# Location identification items

------------------------------------------------------------

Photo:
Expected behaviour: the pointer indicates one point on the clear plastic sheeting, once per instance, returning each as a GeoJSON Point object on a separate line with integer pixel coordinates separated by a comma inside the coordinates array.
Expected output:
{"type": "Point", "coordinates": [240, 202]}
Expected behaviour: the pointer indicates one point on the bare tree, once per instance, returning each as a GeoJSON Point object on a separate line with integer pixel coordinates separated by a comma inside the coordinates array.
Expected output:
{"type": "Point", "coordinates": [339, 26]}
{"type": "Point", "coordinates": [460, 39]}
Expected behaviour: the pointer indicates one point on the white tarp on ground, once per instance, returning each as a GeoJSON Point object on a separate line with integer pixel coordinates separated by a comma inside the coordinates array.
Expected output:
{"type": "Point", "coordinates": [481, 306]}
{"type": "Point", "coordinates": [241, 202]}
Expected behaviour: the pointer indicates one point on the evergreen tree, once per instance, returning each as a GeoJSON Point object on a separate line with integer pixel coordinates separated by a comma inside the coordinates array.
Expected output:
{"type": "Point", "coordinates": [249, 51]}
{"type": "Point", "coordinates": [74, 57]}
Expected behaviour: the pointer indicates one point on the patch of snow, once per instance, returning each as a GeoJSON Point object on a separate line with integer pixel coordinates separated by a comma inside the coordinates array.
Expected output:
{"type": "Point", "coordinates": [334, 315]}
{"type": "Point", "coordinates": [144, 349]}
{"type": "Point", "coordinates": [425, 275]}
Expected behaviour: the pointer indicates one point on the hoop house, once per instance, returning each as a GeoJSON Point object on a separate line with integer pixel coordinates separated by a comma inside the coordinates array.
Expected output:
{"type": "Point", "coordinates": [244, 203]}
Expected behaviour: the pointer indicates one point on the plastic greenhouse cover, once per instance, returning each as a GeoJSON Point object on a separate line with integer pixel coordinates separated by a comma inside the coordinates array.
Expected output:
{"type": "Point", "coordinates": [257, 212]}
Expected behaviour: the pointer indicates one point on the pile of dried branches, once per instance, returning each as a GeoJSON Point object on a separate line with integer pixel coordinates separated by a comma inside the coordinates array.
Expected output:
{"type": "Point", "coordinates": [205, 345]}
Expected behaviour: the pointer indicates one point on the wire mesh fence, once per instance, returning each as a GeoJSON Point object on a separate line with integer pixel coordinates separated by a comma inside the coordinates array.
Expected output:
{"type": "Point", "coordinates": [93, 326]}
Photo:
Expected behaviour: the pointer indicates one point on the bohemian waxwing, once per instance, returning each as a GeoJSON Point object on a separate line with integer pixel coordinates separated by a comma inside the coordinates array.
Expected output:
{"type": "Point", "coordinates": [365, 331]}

------------------------------------------------------------

# THE EXERCISE
Please restate the records in full, word for word.

# CORRECT OUTPUT
Photo:
Expected behaviour: the pointer indicates one point on the clear plastic sheeting, once per instance, returning each as a GeoJSON Point object on a separate line with integer pixel coordinates separated by a comma inside the coordinates array.
Expected output:
{"type": "Point", "coordinates": [240, 202]}
Expected behaviour: the pointer indicates one point on the bare tree, once per instance, returning each as a GeoJSON Point object on a separate line with integer pixel coordinates separated by a comma inside the coordinates array.
Expected output:
{"type": "Point", "coordinates": [339, 26]}
{"type": "Point", "coordinates": [460, 39]}
Expected behaviour: the pointer indicates one point on the white tarp on ground, once per instance, returning each as a GeoJSON Point object on a separate line with integer pixel coordinates separated by a comma inside the coordinates array.
Expected output:
{"type": "Point", "coordinates": [481, 306]}
{"type": "Point", "coordinates": [241, 202]}
Expected behaviour: the pointer indicates one point on the evergreen tree, once per instance, returning each as a GeoJSON Point object on a separate line with integer pixel coordinates separated by a comma inside the coordinates array.
Expected output:
{"type": "Point", "coordinates": [249, 51]}
{"type": "Point", "coordinates": [74, 57]}
Expected behaviour: the pointer indicates one point on the patch of snow, once per instance, returning each as a GeoJSON Point object on a separate line with integer pixel coordinates separated by a comma inside the coordinates array.
Expected output:
{"type": "Point", "coordinates": [334, 315]}
{"type": "Point", "coordinates": [144, 349]}
{"type": "Point", "coordinates": [425, 275]}
Expected behaviour: the pointer indicates one point on the hoop house, once per instance, returning each as a GeoJSON Point object on a separate line with integer pixel coordinates separated by a comma inside the coordinates array.
Expected output:
{"type": "Point", "coordinates": [244, 203]}
Expected behaviour: the pointer indicates one point on the plastic greenhouse cover, once per instance, returning each as a GeoJSON Point object on a separate line with integer pixel coordinates separated by a comma inside the coordinates array.
Expected output:
{"type": "Point", "coordinates": [257, 212]}
Expected behaviour: the pointer indicates one point on the pile of dried branches, once per instance, returning each as a GeoJSON Point object on a separate line with integer pixel coordinates separated by a comma inside the coordinates array.
Expected output:
{"type": "Point", "coordinates": [205, 345]}
Expected behaviour: the pointer indicates one point on the wire mesh fence, once per instance, returning each as a GeoJSON Point object on a separate line with integer pixel coordinates separated by a comma inside the coordinates array.
Expected output:
{"type": "Point", "coordinates": [93, 326]}
Photo:
Expected behaviour: the pointer indicates one point on the bohemian waxwing, once per instance, returning each as a GeoJSON Point object on a separate line with integer pixel coordinates separated by a comma inside the coordinates array.
Expected output:
{"type": "Point", "coordinates": [365, 331]}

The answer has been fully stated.